WORK INSTRUCTIONS -> Could you format the lines of the items, from the line containing "Provide the mask of every instance of the dark parked" through the last line of the items (both included), as a Markdown table with columns "Row" and "Text", giving each row a number and leaving out blank lines?
** START AVAILABLE DATA **
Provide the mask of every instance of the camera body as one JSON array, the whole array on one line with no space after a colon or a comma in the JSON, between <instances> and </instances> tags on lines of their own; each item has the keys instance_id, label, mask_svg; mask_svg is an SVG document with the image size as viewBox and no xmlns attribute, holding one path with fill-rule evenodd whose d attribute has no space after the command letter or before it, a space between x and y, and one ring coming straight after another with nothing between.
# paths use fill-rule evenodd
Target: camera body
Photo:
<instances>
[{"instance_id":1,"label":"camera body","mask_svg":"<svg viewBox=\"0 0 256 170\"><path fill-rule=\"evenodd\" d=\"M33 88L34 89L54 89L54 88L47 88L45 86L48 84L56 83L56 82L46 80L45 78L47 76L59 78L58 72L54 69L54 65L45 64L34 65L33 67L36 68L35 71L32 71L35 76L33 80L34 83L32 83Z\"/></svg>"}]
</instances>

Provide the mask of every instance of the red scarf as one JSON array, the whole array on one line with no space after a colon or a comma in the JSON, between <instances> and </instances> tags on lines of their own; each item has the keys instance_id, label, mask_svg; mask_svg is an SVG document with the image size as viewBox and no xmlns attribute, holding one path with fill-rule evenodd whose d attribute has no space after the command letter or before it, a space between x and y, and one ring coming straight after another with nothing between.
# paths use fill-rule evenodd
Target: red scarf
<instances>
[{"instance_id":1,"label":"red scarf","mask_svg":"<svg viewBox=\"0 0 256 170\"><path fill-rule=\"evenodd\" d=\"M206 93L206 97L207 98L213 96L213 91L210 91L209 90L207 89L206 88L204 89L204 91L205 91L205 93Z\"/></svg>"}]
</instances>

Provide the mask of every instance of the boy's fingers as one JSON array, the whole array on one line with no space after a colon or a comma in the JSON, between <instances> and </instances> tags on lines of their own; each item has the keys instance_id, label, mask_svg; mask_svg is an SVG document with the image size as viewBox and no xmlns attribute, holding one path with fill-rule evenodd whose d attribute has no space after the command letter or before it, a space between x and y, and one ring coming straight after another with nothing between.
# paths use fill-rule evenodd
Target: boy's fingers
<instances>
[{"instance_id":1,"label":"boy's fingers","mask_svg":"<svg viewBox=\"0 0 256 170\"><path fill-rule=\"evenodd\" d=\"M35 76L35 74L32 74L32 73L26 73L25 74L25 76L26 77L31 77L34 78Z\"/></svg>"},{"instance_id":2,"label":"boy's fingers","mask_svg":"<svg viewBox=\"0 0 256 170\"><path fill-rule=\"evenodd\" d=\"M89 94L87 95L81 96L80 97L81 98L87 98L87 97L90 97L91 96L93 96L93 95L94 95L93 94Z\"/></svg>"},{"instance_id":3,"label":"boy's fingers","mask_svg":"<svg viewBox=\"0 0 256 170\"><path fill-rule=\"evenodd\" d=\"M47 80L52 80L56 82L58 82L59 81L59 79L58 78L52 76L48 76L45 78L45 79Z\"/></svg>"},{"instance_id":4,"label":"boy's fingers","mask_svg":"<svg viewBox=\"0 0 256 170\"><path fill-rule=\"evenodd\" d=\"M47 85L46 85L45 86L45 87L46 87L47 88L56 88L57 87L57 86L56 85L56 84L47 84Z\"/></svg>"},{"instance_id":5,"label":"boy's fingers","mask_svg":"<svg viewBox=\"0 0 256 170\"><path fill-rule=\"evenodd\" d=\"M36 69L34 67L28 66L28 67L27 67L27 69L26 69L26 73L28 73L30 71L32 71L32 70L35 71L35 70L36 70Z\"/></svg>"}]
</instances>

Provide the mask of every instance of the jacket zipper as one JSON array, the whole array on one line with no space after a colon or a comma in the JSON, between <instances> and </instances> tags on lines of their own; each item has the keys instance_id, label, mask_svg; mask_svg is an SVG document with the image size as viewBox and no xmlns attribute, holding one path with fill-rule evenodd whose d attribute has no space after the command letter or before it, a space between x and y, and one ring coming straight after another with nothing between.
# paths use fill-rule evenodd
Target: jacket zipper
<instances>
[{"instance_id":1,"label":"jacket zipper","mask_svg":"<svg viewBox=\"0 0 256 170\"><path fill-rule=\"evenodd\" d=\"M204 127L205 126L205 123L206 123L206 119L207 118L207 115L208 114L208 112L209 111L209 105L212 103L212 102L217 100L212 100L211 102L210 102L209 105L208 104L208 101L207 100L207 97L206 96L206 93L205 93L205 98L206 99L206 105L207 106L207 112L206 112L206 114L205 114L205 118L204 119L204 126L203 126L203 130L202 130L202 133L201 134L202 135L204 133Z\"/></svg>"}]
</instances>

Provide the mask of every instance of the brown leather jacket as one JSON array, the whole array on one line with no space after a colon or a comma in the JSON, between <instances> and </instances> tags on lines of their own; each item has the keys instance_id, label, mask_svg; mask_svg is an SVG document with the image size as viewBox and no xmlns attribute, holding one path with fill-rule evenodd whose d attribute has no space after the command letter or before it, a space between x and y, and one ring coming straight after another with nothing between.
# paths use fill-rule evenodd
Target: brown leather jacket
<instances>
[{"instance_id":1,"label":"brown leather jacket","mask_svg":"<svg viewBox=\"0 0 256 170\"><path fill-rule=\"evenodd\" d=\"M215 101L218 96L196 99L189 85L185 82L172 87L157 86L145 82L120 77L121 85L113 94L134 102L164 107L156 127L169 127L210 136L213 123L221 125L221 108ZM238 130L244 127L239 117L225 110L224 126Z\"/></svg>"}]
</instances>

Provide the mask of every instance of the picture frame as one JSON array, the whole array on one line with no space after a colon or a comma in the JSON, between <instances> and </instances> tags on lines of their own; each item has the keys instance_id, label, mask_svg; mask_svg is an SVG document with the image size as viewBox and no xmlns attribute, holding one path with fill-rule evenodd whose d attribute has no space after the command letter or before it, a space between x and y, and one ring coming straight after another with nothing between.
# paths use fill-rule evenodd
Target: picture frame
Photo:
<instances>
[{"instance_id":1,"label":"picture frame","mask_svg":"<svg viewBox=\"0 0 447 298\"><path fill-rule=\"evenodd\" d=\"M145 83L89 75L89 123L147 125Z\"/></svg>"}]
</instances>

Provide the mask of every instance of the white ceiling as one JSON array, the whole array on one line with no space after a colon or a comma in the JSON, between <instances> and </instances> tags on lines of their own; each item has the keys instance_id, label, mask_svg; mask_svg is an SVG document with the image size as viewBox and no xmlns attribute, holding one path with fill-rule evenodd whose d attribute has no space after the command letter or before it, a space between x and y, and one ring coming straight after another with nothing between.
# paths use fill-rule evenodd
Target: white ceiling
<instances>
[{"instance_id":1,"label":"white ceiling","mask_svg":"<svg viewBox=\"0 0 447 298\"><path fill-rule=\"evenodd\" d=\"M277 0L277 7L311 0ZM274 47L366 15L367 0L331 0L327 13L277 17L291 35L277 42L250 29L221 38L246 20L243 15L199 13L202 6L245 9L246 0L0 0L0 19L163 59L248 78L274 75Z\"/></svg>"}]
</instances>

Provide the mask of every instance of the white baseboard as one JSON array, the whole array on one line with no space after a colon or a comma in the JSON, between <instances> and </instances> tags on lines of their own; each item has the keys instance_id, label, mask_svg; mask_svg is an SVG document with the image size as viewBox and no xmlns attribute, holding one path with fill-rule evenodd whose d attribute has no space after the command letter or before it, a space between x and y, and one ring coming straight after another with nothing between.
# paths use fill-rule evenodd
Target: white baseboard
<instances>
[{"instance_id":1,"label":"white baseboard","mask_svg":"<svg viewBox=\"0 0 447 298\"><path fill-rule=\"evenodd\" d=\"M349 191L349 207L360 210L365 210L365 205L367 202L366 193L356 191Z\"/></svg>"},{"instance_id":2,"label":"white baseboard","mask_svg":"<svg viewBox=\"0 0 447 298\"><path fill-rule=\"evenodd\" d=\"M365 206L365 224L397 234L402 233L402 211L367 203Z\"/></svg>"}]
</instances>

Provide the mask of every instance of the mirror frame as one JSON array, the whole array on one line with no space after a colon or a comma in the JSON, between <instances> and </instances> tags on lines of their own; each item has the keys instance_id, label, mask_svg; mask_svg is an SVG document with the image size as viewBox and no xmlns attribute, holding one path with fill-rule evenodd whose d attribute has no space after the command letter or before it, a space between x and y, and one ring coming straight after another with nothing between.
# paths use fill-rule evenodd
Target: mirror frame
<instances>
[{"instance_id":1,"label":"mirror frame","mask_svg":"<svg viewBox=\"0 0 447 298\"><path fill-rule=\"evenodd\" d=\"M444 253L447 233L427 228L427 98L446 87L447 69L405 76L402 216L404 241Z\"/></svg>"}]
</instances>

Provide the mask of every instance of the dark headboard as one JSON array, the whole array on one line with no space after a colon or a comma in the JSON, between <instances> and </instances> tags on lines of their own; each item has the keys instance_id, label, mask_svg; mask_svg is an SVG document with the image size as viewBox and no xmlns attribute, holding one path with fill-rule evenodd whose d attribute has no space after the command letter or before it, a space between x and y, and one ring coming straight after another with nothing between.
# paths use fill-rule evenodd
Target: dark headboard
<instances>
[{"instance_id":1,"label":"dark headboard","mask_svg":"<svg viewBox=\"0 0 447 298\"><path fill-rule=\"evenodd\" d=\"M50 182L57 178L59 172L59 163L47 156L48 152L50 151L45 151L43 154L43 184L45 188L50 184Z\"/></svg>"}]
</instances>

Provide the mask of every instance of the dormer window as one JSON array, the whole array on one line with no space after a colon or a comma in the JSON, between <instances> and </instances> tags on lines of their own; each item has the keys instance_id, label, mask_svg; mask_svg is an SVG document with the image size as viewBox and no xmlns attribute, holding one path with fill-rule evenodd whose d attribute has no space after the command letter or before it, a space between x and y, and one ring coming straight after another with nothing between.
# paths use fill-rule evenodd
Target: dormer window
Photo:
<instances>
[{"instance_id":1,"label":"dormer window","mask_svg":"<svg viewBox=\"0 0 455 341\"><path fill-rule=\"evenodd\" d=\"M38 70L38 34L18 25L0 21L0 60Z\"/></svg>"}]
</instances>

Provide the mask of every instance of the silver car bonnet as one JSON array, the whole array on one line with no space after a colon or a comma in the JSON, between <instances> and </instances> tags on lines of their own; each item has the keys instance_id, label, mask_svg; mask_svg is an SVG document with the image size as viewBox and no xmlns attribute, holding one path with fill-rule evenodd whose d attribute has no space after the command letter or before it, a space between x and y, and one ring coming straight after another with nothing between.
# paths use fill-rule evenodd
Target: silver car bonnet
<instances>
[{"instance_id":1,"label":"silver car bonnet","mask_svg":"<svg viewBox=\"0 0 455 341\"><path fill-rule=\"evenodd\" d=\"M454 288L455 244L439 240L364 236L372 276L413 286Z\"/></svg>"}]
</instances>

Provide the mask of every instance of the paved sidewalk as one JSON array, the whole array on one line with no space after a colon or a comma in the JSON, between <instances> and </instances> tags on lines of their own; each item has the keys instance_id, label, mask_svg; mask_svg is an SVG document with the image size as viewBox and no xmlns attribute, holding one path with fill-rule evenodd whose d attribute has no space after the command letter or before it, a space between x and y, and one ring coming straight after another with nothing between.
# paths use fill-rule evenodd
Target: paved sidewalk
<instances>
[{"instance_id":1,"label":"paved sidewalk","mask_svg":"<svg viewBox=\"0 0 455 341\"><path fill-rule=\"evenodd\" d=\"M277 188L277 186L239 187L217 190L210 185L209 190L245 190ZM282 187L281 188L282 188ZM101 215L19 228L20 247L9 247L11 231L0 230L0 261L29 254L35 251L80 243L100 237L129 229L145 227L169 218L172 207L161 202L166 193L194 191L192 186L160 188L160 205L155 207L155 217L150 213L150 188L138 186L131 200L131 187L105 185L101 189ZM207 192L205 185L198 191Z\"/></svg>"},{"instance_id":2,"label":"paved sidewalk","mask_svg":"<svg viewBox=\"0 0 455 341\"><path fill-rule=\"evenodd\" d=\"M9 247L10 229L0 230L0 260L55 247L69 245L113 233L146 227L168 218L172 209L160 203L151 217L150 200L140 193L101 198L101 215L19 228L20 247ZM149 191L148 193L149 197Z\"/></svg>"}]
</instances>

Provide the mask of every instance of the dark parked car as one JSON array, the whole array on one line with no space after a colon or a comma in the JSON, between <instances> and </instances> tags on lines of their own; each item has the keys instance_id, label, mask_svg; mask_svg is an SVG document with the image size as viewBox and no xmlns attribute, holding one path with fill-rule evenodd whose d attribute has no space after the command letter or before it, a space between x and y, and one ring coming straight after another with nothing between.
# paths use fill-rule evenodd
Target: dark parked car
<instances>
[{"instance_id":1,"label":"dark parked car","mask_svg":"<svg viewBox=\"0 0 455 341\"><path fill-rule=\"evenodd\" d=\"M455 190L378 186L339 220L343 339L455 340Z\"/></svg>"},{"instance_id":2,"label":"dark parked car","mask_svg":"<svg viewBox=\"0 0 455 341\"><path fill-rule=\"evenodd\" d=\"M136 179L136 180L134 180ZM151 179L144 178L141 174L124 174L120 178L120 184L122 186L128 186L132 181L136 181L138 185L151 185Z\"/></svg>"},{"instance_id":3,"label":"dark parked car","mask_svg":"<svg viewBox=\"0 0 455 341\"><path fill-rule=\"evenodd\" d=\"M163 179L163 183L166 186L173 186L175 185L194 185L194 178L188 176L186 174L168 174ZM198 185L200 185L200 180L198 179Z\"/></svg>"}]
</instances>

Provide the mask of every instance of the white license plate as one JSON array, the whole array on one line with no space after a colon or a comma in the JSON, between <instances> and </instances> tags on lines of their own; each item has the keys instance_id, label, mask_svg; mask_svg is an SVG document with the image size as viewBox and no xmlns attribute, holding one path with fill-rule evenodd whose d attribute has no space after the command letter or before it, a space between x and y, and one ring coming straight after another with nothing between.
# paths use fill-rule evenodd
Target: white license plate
** END AVAILABLE DATA **
THE RESULT ->
| Row | Text |
|---|---|
| 1 | Provide the mask of every instance of the dark parked car as one JSON array, the whole array on one line with no space after a colon or a comma in the JSON, between <instances> and </instances> tags on lines of their own; each item has the keys instance_id, label, mask_svg; mask_svg is an SVG document with the image size as viewBox and no xmlns attribute, holding one path with fill-rule evenodd whose d attribute has no space after the command letter or before it, a space between x and y, and one ring coming straight after another with nothing between. |
| 2 | # paths use fill-rule evenodd |
| 3 | Target: dark parked car |
| 4 | <instances> |
| 5 | [{"instance_id":1,"label":"dark parked car","mask_svg":"<svg viewBox=\"0 0 455 341\"><path fill-rule=\"evenodd\" d=\"M455 190L378 186L339 220L343 339L455 340Z\"/></svg>"},{"instance_id":2,"label":"dark parked car","mask_svg":"<svg viewBox=\"0 0 455 341\"><path fill-rule=\"evenodd\" d=\"M136 179L136 180L134 180ZM151 179L144 178L141 174L124 174L120 178L120 184L122 186L128 186L132 181L136 181L138 185L151 185Z\"/></svg>"},{"instance_id":3,"label":"dark parked car","mask_svg":"<svg viewBox=\"0 0 455 341\"><path fill-rule=\"evenodd\" d=\"M163 179L163 183L166 186L173 186L175 185L194 185L194 178L188 176L186 174L168 174ZM198 185L200 185L200 180L198 179Z\"/></svg>"}] |
| 6 | </instances> |
| 7 | Provide the mask of every instance of the white license plate as one JSON array, the whole array on one line with no space after a colon or a comma in the JSON, between <instances> and </instances> tags on lines of their own; each item has the keys instance_id, label, mask_svg; mask_svg is an SVG document with the image size as viewBox and no xmlns attribute, holding one path with fill-rule evenodd whose d attribute has no space after the command letter or before it, a space between x and y, and one ring coming straight after another with nothing between. |
| 8 | # paths use fill-rule evenodd |
| 9 | Target: white license plate |